The task: What you produce should be every line from the data that includes "embroidery".
------------
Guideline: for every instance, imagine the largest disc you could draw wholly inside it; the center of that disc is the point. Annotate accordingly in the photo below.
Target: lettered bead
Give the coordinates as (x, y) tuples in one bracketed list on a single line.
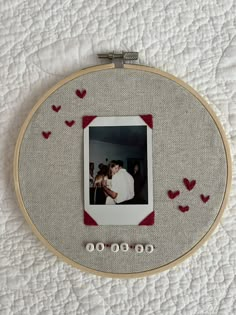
[(100, 247), (90, 247), (149, 248), (139, 248), (115, 247), (124, 247)]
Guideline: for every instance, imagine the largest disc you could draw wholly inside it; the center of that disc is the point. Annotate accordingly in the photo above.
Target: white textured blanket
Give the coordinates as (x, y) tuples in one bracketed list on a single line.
[(42, 42)]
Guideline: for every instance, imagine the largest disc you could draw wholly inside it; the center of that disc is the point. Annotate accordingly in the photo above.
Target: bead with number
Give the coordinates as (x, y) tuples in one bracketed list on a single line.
[(90, 247), (100, 247), (139, 248), (115, 247)]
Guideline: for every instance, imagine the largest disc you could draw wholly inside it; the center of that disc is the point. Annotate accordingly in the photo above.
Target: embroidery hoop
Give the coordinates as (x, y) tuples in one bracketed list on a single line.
[(47, 242)]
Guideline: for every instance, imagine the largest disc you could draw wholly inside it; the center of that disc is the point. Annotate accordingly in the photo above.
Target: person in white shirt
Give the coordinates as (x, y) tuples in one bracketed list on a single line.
[(122, 189)]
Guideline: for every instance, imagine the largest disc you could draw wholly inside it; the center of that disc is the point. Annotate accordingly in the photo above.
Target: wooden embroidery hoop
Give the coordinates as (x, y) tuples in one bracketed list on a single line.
[(47, 243)]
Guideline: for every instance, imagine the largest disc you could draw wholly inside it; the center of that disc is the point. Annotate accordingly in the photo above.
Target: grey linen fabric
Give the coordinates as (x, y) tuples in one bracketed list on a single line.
[(186, 143)]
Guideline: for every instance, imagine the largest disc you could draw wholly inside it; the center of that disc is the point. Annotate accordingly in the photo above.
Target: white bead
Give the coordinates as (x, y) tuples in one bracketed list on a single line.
[(100, 247), (115, 247), (149, 248), (90, 247), (139, 248), (124, 247)]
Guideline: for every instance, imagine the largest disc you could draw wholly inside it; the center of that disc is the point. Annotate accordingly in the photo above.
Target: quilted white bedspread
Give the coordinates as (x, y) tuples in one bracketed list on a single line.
[(44, 41)]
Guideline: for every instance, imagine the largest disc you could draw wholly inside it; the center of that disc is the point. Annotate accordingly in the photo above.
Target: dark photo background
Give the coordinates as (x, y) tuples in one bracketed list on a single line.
[(125, 143)]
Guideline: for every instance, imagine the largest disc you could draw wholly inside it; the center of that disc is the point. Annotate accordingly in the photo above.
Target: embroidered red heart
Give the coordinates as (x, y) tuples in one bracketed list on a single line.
[(69, 123), (189, 185), (80, 94), (204, 198), (173, 194), (183, 209), (56, 108), (46, 135)]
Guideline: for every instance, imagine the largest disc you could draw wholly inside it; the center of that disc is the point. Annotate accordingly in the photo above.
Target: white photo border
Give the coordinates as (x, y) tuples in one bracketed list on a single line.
[(113, 214)]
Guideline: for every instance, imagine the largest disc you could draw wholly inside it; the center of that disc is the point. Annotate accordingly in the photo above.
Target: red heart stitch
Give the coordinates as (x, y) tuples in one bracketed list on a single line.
[(69, 123), (56, 108), (173, 194), (183, 209), (46, 135), (189, 185), (80, 94), (204, 198)]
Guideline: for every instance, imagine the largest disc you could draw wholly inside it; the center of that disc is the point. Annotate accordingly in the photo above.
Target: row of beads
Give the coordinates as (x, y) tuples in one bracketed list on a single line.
[(124, 247)]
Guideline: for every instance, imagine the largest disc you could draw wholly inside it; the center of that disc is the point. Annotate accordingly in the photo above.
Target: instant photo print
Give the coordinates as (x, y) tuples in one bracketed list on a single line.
[(118, 187)]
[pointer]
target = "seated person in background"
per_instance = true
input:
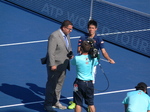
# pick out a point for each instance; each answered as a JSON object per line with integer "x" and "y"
{"x": 137, "y": 101}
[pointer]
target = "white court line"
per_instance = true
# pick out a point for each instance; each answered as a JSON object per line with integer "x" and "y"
{"x": 31, "y": 42}
{"x": 96, "y": 94}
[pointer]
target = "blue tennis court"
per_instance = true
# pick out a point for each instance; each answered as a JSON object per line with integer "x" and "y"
{"x": 23, "y": 41}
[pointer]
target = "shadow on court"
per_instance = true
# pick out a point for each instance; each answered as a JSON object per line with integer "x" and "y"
{"x": 28, "y": 95}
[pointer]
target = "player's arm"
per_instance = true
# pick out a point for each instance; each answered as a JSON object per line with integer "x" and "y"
{"x": 105, "y": 54}
{"x": 79, "y": 46}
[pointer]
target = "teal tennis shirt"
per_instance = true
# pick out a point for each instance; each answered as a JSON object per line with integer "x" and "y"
{"x": 138, "y": 101}
{"x": 84, "y": 66}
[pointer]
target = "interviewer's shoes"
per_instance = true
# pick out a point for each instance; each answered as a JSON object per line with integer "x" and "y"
{"x": 49, "y": 109}
{"x": 60, "y": 106}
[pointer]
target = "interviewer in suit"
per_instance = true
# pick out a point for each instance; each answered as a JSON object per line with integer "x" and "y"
{"x": 58, "y": 50}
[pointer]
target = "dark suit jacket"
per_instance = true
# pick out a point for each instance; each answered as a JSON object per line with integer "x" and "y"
{"x": 57, "y": 51}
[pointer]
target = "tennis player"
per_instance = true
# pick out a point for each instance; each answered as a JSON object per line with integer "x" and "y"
{"x": 83, "y": 85}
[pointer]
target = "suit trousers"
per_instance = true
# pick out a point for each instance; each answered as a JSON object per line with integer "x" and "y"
{"x": 54, "y": 85}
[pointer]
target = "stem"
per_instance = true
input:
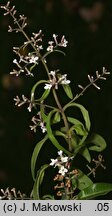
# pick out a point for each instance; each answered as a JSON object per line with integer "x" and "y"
{"x": 82, "y": 92}
{"x": 47, "y": 70}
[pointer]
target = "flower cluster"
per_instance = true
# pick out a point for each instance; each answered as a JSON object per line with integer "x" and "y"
{"x": 53, "y": 44}
{"x": 62, "y": 162}
{"x": 56, "y": 79}
{"x": 25, "y": 100}
{"x": 38, "y": 122}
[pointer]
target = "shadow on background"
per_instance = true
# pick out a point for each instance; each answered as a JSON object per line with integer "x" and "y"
{"x": 87, "y": 25}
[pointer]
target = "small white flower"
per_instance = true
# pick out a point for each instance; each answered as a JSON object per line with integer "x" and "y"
{"x": 64, "y": 159}
{"x": 50, "y": 47}
{"x": 53, "y": 162}
{"x": 60, "y": 153}
{"x": 47, "y": 86}
{"x": 43, "y": 128}
{"x": 33, "y": 59}
{"x": 29, "y": 108}
{"x": 53, "y": 73}
{"x": 63, "y": 80}
{"x": 62, "y": 170}
{"x": 15, "y": 61}
{"x": 64, "y": 42}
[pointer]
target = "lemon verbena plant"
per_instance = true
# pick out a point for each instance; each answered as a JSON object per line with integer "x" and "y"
{"x": 58, "y": 123}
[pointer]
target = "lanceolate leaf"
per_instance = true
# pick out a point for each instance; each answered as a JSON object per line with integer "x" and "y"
{"x": 57, "y": 117}
{"x": 84, "y": 113}
{"x": 45, "y": 94}
{"x": 68, "y": 91}
{"x": 94, "y": 190}
{"x": 51, "y": 136}
{"x": 77, "y": 126}
{"x": 82, "y": 181}
{"x": 38, "y": 181}
{"x": 85, "y": 153}
{"x": 35, "y": 155}
{"x": 98, "y": 141}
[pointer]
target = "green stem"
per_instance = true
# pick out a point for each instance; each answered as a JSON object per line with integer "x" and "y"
{"x": 47, "y": 70}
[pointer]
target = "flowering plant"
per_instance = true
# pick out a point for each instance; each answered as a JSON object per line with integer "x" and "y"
{"x": 70, "y": 136}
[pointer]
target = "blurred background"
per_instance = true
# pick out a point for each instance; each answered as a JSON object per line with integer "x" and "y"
{"x": 87, "y": 25}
------------
Answer to this task:
Target: embroidery hoop
Target: wooden embroidery hoop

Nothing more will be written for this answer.